◆ Assignment:
Search the listing below for the word "summit" and copy each line where it appears.

Segment Open

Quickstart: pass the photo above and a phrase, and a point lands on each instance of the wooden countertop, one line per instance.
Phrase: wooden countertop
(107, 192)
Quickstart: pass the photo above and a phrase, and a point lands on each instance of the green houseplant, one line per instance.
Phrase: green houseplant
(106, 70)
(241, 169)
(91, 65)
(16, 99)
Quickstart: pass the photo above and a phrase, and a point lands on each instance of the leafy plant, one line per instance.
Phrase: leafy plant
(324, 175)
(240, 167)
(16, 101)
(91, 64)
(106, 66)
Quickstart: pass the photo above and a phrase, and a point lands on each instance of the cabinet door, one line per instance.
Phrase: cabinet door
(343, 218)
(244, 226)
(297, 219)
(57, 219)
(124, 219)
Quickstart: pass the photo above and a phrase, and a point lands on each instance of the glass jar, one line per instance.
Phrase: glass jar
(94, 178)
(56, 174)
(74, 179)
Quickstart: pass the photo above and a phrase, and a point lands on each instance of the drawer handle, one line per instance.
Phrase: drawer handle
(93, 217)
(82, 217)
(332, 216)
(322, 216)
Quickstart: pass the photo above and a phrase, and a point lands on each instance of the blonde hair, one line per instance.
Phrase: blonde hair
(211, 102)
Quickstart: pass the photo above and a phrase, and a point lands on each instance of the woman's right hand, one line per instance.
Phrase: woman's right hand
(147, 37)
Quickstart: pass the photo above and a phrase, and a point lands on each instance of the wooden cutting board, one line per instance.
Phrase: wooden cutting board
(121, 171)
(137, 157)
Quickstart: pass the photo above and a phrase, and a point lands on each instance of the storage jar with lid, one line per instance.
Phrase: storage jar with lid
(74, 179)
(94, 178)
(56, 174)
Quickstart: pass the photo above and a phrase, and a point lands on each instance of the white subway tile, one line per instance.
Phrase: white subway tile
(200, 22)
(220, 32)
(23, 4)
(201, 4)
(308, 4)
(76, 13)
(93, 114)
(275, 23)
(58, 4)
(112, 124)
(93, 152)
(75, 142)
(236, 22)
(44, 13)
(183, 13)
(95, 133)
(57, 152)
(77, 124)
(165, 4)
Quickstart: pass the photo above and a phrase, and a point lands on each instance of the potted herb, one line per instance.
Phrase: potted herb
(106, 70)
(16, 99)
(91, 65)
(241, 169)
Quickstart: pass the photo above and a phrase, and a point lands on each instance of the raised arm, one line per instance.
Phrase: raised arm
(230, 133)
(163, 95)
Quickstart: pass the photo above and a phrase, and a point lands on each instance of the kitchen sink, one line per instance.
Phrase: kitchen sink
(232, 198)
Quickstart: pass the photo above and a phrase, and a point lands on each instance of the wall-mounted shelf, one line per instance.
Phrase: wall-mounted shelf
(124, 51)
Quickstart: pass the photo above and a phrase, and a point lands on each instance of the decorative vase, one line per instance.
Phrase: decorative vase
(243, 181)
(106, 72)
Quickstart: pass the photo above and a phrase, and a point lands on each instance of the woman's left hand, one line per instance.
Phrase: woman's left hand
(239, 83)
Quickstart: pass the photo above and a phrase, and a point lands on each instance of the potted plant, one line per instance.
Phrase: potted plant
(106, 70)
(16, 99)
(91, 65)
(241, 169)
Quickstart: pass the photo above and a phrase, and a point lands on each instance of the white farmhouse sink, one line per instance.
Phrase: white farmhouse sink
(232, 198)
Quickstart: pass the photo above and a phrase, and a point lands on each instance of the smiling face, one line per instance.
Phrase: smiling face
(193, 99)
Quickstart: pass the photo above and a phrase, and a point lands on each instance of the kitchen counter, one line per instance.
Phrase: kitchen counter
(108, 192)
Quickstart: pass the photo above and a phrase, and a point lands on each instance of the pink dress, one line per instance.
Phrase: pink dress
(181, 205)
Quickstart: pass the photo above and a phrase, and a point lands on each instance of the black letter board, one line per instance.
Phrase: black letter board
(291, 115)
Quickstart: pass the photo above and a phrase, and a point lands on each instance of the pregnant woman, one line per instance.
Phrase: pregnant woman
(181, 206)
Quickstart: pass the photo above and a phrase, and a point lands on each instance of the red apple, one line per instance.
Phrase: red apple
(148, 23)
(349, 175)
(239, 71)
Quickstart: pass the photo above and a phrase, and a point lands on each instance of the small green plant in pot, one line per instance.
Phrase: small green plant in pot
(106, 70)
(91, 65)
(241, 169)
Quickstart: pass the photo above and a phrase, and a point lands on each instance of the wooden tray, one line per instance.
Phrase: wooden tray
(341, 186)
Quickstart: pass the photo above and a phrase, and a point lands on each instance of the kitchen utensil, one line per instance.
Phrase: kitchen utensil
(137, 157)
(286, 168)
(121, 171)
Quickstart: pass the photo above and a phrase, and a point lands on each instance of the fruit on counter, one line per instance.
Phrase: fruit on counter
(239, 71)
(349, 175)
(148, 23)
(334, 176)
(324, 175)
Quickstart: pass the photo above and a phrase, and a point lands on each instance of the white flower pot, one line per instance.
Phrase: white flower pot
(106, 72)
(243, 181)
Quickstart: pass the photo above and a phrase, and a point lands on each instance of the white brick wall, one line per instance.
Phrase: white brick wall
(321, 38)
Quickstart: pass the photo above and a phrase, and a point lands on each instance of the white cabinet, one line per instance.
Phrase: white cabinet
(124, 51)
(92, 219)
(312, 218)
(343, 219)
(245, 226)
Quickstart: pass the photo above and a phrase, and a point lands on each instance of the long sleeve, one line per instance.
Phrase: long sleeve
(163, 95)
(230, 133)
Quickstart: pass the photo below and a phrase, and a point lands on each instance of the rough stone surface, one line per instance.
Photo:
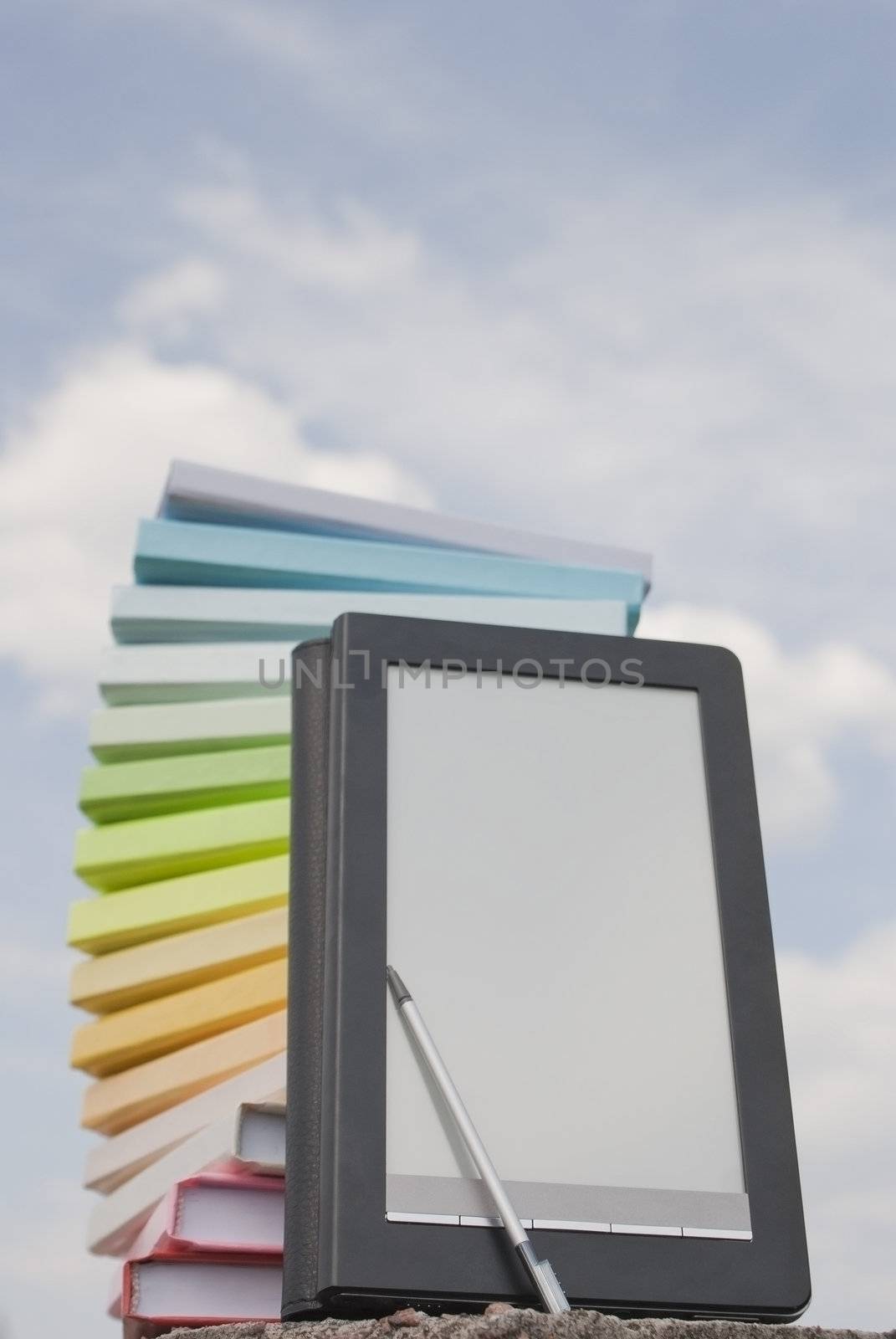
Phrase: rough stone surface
(510, 1323)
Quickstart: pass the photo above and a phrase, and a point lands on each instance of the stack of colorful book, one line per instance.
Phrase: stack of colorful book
(185, 932)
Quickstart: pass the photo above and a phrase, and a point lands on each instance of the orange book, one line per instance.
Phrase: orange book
(117, 1102)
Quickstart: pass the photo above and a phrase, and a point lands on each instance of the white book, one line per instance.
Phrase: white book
(133, 675)
(125, 734)
(122, 1156)
(153, 1296)
(252, 1138)
(213, 1213)
(154, 613)
(207, 495)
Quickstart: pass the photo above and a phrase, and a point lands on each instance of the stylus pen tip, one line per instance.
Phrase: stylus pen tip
(397, 986)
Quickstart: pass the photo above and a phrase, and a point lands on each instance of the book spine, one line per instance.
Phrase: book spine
(305, 983)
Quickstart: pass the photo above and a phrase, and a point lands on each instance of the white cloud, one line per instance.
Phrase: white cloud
(90, 461)
(840, 1024)
(801, 705)
(44, 1263)
(171, 300)
(708, 383)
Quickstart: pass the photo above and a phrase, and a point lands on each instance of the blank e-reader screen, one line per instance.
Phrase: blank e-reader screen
(552, 905)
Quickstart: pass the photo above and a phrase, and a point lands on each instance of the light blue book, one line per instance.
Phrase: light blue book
(180, 553)
(146, 613)
(221, 497)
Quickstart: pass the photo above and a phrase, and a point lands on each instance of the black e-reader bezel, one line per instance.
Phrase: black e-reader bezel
(369, 1263)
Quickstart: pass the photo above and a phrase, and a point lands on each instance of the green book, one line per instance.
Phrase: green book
(127, 734)
(140, 850)
(117, 792)
(172, 905)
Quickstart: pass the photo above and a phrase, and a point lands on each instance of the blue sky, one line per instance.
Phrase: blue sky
(624, 272)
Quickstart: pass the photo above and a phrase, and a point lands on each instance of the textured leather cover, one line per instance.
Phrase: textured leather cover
(307, 930)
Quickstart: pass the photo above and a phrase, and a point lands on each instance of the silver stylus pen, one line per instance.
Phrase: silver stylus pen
(540, 1271)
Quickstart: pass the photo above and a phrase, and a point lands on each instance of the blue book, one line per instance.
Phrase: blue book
(145, 613)
(180, 553)
(221, 497)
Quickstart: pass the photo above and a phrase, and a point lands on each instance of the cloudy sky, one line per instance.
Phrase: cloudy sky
(617, 271)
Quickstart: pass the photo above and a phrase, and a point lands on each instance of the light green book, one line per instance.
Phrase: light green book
(115, 792)
(172, 905)
(160, 730)
(140, 850)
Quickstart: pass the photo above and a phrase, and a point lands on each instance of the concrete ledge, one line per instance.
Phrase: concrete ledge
(503, 1322)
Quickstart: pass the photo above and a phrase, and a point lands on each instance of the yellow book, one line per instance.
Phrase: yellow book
(145, 972)
(153, 911)
(115, 1104)
(145, 1031)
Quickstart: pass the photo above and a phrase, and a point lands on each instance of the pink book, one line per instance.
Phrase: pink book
(218, 1213)
(157, 1295)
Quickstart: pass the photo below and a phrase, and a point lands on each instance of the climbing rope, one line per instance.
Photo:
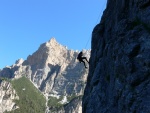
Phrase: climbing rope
(95, 23)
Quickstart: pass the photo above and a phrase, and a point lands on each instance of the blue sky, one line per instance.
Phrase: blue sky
(25, 24)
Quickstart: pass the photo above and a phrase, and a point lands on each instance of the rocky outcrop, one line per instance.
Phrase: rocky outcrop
(7, 95)
(119, 74)
(55, 71)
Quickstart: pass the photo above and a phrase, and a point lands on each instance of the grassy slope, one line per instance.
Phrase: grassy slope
(30, 99)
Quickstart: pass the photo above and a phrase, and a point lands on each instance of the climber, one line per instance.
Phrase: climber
(81, 58)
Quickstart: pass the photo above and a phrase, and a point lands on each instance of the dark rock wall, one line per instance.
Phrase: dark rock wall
(119, 74)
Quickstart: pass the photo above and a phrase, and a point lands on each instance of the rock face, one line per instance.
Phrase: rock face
(119, 74)
(55, 71)
(7, 95)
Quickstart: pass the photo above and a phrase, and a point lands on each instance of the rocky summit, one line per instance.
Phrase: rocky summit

Segment Closed

◆ The completed task:
Quickstart: pass the photo above and a phrase, and a point lands on each instance of the rocky summit, one line per instance.
Phrase: rocky summit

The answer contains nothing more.